_Given request:_
List every line in the items below that contains the word "plate". Case counts.
——————————
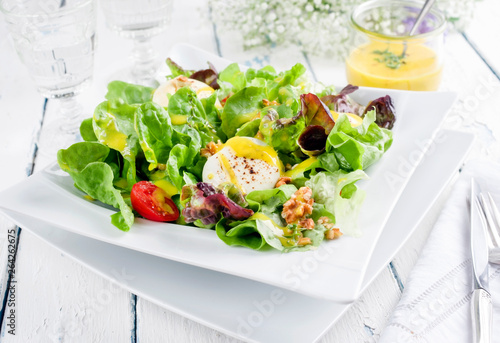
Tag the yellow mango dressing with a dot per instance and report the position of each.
(419, 69)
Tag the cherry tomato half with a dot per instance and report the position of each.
(153, 203)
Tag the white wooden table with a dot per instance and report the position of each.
(59, 300)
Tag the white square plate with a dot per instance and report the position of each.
(334, 271)
(231, 304)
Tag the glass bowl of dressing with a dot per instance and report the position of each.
(383, 55)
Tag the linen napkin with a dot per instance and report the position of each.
(435, 305)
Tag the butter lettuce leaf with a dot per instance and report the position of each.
(127, 93)
(358, 147)
(339, 196)
(241, 108)
(85, 163)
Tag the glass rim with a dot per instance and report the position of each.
(10, 13)
(381, 3)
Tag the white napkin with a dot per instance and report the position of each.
(435, 305)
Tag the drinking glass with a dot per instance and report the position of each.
(55, 40)
(139, 20)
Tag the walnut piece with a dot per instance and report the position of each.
(307, 223)
(332, 232)
(283, 181)
(298, 206)
(266, 102)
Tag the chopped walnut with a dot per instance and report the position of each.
(333, 233)
(211, 149)
(307, 223)
(304, 241)
(283, 181)
(266, 102)
(298, 206)
(326, 222)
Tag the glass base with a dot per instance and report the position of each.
(54, 137)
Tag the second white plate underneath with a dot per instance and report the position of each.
(246, 309)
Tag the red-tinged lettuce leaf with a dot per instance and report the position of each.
(384, 110)
(316, 112)
(203, 204)
(312, 141)
(341, 103)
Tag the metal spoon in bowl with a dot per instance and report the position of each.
(423, 12)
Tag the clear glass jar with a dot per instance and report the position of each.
(384, 56)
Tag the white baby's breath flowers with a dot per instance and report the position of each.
(320, 27)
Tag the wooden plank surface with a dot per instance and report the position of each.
(60, 300)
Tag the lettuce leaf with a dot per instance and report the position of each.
(204, 205)
(114, 127)
(339, 196)
(241, 108)
(358, 147)
(84, 161)
(269, 201)
(126, 93)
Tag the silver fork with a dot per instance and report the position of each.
(491, 219)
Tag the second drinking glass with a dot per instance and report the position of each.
(139, 20)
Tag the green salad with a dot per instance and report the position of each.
(266, 159)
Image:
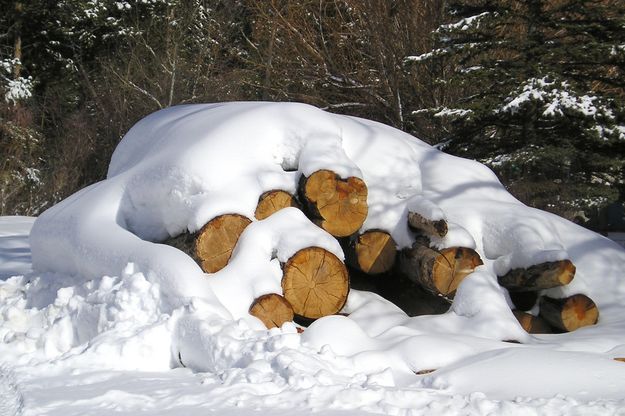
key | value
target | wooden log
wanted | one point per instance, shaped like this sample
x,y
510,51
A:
x,y
372,252
427,226
315,282
532,324
524,301
540,276
337,205
438,271
216,240
272,309
273,201
570,313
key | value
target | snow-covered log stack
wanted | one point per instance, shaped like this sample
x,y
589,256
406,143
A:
x,y
366,205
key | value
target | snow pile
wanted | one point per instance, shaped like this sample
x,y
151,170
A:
x,y
106,294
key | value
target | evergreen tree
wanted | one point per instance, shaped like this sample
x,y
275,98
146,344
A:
x,y
540,96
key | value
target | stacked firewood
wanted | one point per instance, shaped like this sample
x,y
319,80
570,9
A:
x,y
419,279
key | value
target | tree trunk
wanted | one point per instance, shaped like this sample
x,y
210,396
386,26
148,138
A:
x,y
17,40
532,324
429,227
372,252
570,313
273,201
272,309
539,277
438,271
315,282
337,205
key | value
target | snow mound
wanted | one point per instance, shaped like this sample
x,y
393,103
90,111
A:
x,y
106,293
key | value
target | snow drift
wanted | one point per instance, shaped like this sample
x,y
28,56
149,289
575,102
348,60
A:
x,y
105,287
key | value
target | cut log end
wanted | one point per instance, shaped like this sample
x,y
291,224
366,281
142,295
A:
x,y
217,239
315,282
570,313
273,201
452,266
532,324
540,276
340,205
374,252
273,310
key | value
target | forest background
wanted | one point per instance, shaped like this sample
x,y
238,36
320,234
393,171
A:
x,y
535,89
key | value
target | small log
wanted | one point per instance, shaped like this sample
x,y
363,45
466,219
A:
x,y
272,309
524,301
427,226
273,201
337,205
372,252
532,324
315,282
438,271
540,276
570,313
216,240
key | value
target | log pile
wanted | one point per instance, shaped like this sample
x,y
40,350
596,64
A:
x,y
419,279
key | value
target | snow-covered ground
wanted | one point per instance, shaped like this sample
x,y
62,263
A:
x,y
107,320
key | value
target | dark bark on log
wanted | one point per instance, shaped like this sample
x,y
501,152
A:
x,y
570,313
539,277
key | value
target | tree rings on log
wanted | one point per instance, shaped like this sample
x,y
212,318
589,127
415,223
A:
x,y
570,313
532,324
538,277
273,201
372,252
429,227
315,282
339,206
439,271
273,310
216,240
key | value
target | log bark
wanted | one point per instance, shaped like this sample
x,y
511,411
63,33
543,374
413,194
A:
x,y
372,252
337,205
524,301
216,240
315,282
272,309
570,313
532,324
427,226
273,201
438,271
539,277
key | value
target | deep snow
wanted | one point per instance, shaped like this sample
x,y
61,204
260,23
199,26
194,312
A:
x,y
116,315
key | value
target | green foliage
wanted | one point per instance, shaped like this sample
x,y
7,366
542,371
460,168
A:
x,y
542,97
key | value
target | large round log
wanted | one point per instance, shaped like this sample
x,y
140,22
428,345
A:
x,y
315,282
216,240
532,324
272,309
540,276
337,205
372,252
570,313
273,201
439,271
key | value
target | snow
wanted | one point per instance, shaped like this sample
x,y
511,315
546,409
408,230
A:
x,y
110,320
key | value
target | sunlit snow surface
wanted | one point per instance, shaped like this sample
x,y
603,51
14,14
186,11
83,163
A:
x,y
112,322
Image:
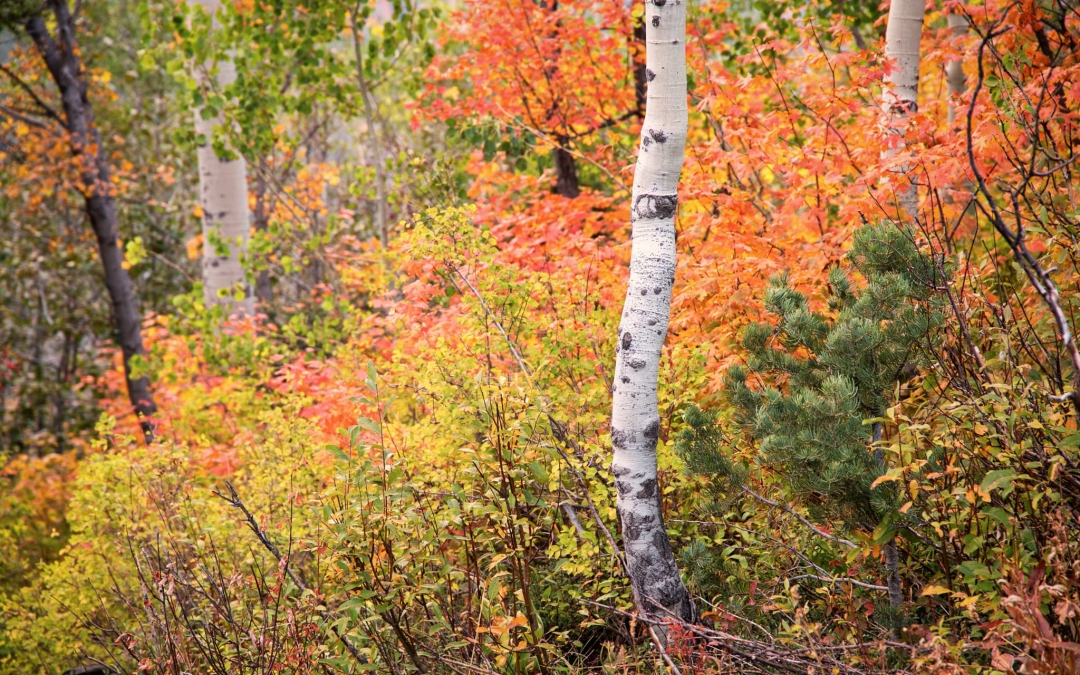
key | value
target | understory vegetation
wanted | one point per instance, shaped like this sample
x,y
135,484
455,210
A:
x,y
399,458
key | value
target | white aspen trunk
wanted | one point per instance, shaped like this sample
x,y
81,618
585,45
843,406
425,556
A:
x,y
635,421
902,37
954,69
223,189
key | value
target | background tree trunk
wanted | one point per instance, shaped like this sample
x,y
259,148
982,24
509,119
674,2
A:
x,y
566,171
954,69
635,420
223,190
902,37
66,70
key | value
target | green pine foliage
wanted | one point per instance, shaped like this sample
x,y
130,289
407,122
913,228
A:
x,y
814,381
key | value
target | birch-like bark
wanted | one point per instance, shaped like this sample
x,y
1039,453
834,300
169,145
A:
x,y
954,69
62,58
223,190
902,37
635,420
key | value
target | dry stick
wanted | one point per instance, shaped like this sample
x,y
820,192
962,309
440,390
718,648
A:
x,y
1039,278
233,500
821,532
559,430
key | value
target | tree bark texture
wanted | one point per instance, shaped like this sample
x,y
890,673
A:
x,y
566,171
902,37
635,420
62,58
223,191
889,550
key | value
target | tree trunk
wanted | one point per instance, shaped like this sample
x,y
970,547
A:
x,y
566,172
902,37
63,62
954,69
223,190
264,293
375,154
889,550
635,420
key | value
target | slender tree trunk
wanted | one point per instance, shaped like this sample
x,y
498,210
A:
x,y
223,189
954,69
566,171
891,556
635,420
902,37
264,293
375,156
62,58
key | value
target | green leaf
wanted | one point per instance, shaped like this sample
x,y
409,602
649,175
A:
x,y
999,480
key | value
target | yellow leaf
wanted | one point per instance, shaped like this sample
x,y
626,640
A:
x,y
520,620
934,591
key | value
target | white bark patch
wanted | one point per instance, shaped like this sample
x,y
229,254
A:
x,y
223,191
635,420
901,95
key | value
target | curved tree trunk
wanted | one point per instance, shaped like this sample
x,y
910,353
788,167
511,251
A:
x,y
62,58
635,420
902,37
223,190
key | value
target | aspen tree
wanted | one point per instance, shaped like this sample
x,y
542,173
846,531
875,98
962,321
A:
x,y
635,422
223,190
902,38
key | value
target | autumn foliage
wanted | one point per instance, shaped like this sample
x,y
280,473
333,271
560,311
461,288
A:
x,y
417,433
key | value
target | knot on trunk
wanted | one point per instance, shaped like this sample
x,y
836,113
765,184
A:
x,y
655,206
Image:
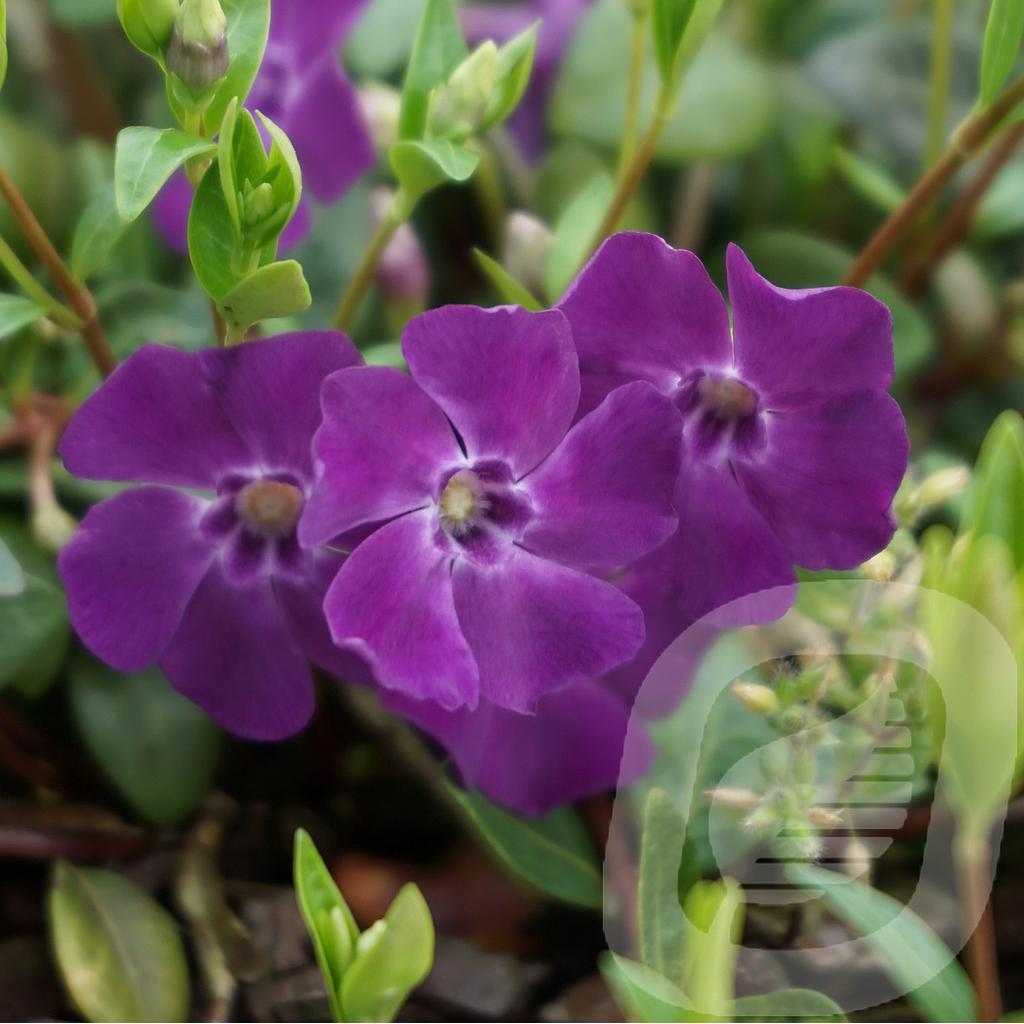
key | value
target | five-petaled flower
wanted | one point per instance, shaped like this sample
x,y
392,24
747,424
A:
x,y
478,586
201,570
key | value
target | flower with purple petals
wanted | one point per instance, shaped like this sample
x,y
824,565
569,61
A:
x,y
477,587
201,570
302,87
501,22
793,450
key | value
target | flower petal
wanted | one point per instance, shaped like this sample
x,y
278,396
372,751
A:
x,y
604,495
643,310
380,451
507,379
233,654
827,479
392,604
155,420
571,748
536,627
805,347
269,390
130,570
326,125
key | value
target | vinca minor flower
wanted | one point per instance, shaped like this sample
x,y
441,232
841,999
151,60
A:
x,y
477,587
792,449
302,87
200,570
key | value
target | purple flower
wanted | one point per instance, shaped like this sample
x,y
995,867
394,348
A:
x,y
792,449
201,569
501,22
476,589
302,87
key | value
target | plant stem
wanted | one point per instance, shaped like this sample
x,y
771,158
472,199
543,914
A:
x,y
638,58
361,280
938,90
965,145
957,223
973,857
23,278
76,295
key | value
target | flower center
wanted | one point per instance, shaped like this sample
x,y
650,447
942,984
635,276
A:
x,y
463,503
269,507
726,397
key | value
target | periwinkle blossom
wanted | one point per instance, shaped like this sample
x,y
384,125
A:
x,y
302,87
793,450
495,509
200,569
501,22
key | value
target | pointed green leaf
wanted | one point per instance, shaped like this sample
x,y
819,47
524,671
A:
x,y
438,48
330,923
144,159
274,290
507,287
392,957
158,749
912,954
1004,33
119,952
553,852
17,312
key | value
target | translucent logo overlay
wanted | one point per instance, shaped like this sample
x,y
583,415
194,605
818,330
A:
x,y
869,712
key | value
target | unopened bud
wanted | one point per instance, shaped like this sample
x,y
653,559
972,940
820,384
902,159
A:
x,y
380,105
527,247
148,24
198,52
755,697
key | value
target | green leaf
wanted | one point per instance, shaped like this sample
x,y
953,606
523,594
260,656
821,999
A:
x,y
392,957
728,101
995,501
211,238
1004,33
554,852
274,290
507,287
421,167
787,1005
144,159
11,577
158,749
792,259
118,950
668,20
17,312
438,48
912,954
330,923
515,61
98,230
574,232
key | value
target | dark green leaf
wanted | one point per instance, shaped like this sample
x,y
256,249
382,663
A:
x,y
553,852
913,955
144,159
1004,33
158,749
119,951
438,48
17,312
507,287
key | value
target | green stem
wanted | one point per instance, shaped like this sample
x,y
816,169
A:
x,y
638,58
938,91
23,278
355,292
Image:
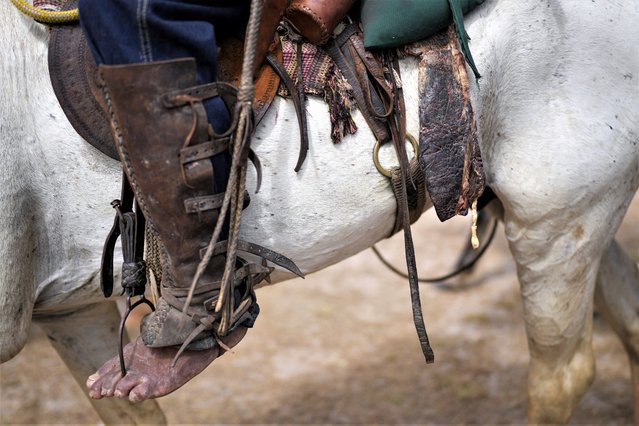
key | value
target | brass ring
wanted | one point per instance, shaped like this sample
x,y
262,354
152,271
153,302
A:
x,y
384,171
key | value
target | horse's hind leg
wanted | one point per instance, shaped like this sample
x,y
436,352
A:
x,y
87,338
617,297
558,251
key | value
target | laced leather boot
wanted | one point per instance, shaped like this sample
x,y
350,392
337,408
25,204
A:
x,y
165,143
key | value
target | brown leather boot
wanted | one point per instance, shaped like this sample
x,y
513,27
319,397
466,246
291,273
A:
x,y
165,143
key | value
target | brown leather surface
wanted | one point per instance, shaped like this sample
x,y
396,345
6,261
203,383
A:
x,y
449,148
272,13
316,19
73,76
266,80
151,137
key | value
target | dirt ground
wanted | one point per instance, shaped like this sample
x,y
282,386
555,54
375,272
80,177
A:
x,y
340,347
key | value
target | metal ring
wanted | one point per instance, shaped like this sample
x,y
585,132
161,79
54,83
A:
x,y
383,170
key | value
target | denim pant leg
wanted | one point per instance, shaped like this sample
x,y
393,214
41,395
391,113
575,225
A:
x,y
132,31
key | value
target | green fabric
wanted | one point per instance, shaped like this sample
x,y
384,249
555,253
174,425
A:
x,y
390,23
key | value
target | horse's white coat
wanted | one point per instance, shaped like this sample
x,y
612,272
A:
x,y
558,113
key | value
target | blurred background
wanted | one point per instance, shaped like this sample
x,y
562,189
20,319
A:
x,y
340,347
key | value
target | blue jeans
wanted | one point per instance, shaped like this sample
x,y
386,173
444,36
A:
x,y
132,31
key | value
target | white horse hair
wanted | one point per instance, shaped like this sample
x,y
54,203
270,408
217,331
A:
x,y
558,115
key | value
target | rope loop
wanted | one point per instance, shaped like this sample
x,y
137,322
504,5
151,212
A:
x,y
46,16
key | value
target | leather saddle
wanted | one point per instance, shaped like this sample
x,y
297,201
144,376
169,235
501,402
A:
x,y
75,80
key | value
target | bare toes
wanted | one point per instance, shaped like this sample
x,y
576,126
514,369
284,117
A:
x,y
110,382
141,392
127,383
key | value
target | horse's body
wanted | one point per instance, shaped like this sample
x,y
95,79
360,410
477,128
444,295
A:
x,y
558,114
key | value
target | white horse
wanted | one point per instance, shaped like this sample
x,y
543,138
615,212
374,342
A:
x,y
558,114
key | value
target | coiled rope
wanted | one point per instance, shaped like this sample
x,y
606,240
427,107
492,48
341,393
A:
x,y
46,16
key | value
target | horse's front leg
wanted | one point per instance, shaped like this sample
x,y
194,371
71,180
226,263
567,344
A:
x,y
85,339
617,297
558,246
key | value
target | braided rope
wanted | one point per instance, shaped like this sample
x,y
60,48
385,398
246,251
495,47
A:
x,y
46,16
233,198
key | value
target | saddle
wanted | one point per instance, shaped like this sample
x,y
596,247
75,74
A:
x,y
74,77
375,83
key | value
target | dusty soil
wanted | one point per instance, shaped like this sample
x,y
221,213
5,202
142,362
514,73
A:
x,y
340,347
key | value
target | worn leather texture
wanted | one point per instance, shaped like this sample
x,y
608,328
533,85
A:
x,y
272,13
448,141
74,79
316,19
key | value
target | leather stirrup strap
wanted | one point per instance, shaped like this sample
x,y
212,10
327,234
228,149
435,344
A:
x,y
397,125
300,107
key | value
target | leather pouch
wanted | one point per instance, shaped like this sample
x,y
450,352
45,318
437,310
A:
x,y
316,19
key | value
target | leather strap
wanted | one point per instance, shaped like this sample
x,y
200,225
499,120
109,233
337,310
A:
x,y
363,94
298,97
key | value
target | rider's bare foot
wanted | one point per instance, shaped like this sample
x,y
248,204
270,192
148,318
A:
x,y
149,371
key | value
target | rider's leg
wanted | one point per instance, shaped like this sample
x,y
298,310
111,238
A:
x,y
84,339
159,134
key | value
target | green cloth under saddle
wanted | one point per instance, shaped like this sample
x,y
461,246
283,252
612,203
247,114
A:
x,y
391,23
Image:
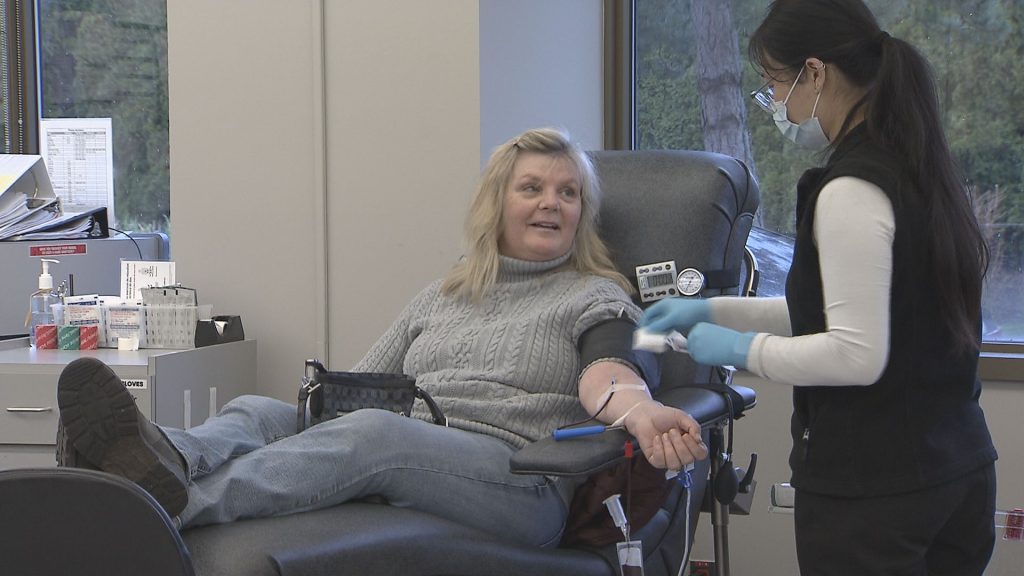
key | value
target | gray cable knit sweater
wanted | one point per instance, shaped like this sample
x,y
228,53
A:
x,y
508,366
——————————
_Reply to the task:_
Tag the white square plate with a dot per instance and report the position of each.
Tag the second white plate underneath with a dot per instance and report the position of each.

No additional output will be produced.